• _Your instructions_:
Only an exact repetition of the entries will do.

(Items listed in a dataset)
────────────────────

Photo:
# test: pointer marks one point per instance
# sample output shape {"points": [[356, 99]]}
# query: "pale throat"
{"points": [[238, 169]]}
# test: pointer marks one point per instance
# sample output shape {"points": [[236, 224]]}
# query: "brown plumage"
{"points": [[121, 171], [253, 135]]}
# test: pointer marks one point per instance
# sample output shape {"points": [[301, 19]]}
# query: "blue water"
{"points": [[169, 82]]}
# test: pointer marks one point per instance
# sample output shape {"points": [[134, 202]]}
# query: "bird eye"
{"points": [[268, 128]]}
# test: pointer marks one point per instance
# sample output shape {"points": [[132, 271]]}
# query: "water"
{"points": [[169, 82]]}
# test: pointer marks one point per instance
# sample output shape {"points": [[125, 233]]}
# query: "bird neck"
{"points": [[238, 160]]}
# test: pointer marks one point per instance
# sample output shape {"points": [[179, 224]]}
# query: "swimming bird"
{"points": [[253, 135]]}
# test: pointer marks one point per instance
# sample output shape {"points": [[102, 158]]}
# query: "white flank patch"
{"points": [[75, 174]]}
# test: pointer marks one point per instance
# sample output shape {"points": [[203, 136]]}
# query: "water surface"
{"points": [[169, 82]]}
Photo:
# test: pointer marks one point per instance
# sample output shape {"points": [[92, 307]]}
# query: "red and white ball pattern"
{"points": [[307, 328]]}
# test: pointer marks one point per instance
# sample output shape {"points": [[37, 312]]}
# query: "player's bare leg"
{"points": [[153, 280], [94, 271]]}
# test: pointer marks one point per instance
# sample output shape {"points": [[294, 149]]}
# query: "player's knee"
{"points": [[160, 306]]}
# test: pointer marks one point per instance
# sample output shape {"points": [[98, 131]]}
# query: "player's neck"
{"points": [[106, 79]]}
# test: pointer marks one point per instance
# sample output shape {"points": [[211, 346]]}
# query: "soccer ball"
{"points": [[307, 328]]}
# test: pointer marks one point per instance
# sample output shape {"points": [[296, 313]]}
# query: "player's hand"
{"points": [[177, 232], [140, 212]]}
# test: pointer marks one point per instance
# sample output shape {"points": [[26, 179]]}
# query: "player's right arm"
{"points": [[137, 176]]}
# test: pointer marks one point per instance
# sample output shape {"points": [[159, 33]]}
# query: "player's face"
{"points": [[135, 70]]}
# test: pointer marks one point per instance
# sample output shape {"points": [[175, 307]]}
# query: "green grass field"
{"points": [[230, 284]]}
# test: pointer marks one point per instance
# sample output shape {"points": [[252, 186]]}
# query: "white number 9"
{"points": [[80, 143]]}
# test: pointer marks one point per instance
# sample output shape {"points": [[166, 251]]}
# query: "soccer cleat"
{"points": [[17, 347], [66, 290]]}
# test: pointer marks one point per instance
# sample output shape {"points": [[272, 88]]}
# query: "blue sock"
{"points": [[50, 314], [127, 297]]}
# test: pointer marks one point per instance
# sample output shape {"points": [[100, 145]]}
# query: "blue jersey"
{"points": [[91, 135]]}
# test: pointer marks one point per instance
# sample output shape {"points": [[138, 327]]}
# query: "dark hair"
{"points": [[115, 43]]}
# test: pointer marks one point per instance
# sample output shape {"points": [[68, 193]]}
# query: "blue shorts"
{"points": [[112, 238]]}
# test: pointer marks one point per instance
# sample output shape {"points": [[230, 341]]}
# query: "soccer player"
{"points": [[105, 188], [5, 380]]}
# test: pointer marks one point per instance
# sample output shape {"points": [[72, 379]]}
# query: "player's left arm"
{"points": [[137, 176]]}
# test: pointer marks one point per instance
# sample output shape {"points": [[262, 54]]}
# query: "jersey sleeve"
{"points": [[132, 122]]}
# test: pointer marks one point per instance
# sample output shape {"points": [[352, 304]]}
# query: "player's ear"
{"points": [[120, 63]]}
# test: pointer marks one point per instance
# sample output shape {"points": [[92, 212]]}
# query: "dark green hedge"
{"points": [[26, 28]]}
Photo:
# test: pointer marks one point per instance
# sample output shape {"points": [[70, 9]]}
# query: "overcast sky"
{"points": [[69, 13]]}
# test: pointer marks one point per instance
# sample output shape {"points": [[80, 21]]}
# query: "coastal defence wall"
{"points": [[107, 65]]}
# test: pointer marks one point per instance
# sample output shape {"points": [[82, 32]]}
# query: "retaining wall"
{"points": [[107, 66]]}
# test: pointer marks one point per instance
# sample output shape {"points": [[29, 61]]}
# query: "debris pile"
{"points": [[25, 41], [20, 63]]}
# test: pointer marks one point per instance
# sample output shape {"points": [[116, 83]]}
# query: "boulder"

────────────────────

• _Answer space_:
Photo:
# test: pointer marks one point per instance
# sample output shape {"points": [[356, 99]]}
# query: "pale throat"
{"points": [[238, 169]]}
# test: pointer marks one point per instance
# sample output shape {"points": [[236, 224]]}
# query: "brown plumage"
{"points": [[121, 171], [253, 135]]}
# test: pointer marks one point per instance
# sample output shape {"points": [[301, 19]]}
# query: "blue water"
{"points": [[169, 82]]}
# test: pointer marks one point per instance
# sample output shape {"points": [[134, 202]]}
# query: "bird eye"
{"points": [[268, 128]]}
# test: pointer marks one point per instance
# sample output shape {"points": [[132, 271]]}
# query: "water"
{"points": [[169, 82]]}
# test: pointer marks one point per instance
# sample output shape {"points": [[125, 233]]}
# query: "bird neck"
{"points": [[238, 160]]}
# test: pointer marks one point per instance
# sample output shape {"points": [[179, 224]]}
# query: "swimming bird"
{"points": [[253, 135]]}
# test: pointer marks one point per instance
# sample output shape {"points": [[102, 158]]}
# query: "white flank patch"
{"points": [[75, 174]]}
# test: pointer marks one point per instance
# sample output shape {"points": [[203, 136]]}
# query: "water surface"
{"points": [[169, 82]]}
Photo:
# test: pointer marks one point per instance
# sample output shape {"points": [[92, 307]]}
# query: "red and white ball pattern"
{"points": [[307, 328]]}
# test: pointer marks one point per instance
# sample output shape {"points": [[37, 312]]}
# query: "player's bare leg"
{"points": [[153, 280], [94, 271]]}
# test: pointer marks one point per instance
# sample output shape {"points": [[294, 149]]}
# query: "player's knee"
{"points": [[160, 306]]}
# test: pointer marks one point per instance
# sample output shape {"points": [[98, 131]]}
# query: "player's neck"
{"points": [[106, 79]]}
# test: pointer marks one point per instance
# sample output shape {"points": [[211, 346]]}
# query: "soccer ball"
{"points": [[307, 328]]}
# test: pointer marks one point per instance
# sample output shape {"points": [[296, 313]]}
# query: "player's hand"
{"points": [[177, 232], [140, 212]]}
# test: pointer marks one point per instance
# sample output shape {"points": [[26, 179]]}
# query: "player's right arm"
{"points": [[137, 176]]}
# test: pointer marks one point per instance
# sample output shape {"points": [[159, 33]]}
# query: "player's face"
{"points": [[135, 70]]}
# test: pointer marks one point per instance
# sample output shape {"points": [[175, 307]]}
# query: "green grass field"
{"points": [[230, 284]]}
# test: pointer marks one point per instance
# sample output shape {"points": [[252, 186]]}
# query: "white number 9"
{"points": [[80, 143]]}
# test: pointer marks one point per instance
# sample output shape {"points": [[166, 251]]}
# query: "soccer cleat"
{"points": [[17, 347], [66, 290]]}
# test: pointer marks one point per instance
# sample output shape {"points": [[272, 88]]}
# query: "blue sock"
{"points": [[50, 314], [127, 297]]}
# test: pointer marks one point per instance
# sample output shape {"points": [[100, 145]]}
# query: "blue jersey"
{"points": [[91, 135]]}
# test: pointer marks one point per instance
# sample output shape {"points": [[138, 327]]}
# query: "dark hair"
{"points": [[115, 43]]}
# test: pointer marks one point per instance
# sample output shape {"points": [[68, 193]]}
# query: "blue shorts"
{"points": [[112, 238]]}
# test: pointer marks one point per instance
# sample output shape {"points": [[230, 341]]}
# query: "soccer player"
{"points": [[105, 188], [5, 380]]}
# test: pointer marks one point per instance
# sample output shape {"points": [[72, 379]]}
# query: "player's left arm"
{"points": [[137, 176]]}
# test: pointer marks one point per instance
# sample output shape {"points": [[262, 54]]}
# query: "jersey sleeve"
{"points": [[132, 122]]}
# test: pointer marks one point per instance
# sample output shape {"points": [[352, 304]]}
# query: "player's ear"
{"points": [[120, 63]]}
# test: pointer marks one point per instance
# sample output shape {"points": [[92, 212]]}
# query: "dark green hedge"
{"points": [[26, 28]]}
Photo:
# test: pointer marks one point per instance
# sample output shape {"points": [[70, 9]]}
# query: "overcast sky"
{"points": [[69, 13]]}
# test: pointer marks one point per instance
# sample output shape {"points": [[80, 21]]}
# query: "coastal defence wall"
{"points": [[107, 65]]}
# test: pointer marks one point per instance
# sample output shape {"points": [[82, 32]]}
# query: "retaining wall"
{"points": [[107, 66]]}
# test: pointer marks one point per instance
# sample output shape {"points": [[29, 61]]}
# query: "debris pile"
{"points": [[25, 41], [20, 63]]}
# test: pointer marks one point per instance
# sample output shape {"points": [[116, 83]]}
# query: "boulder"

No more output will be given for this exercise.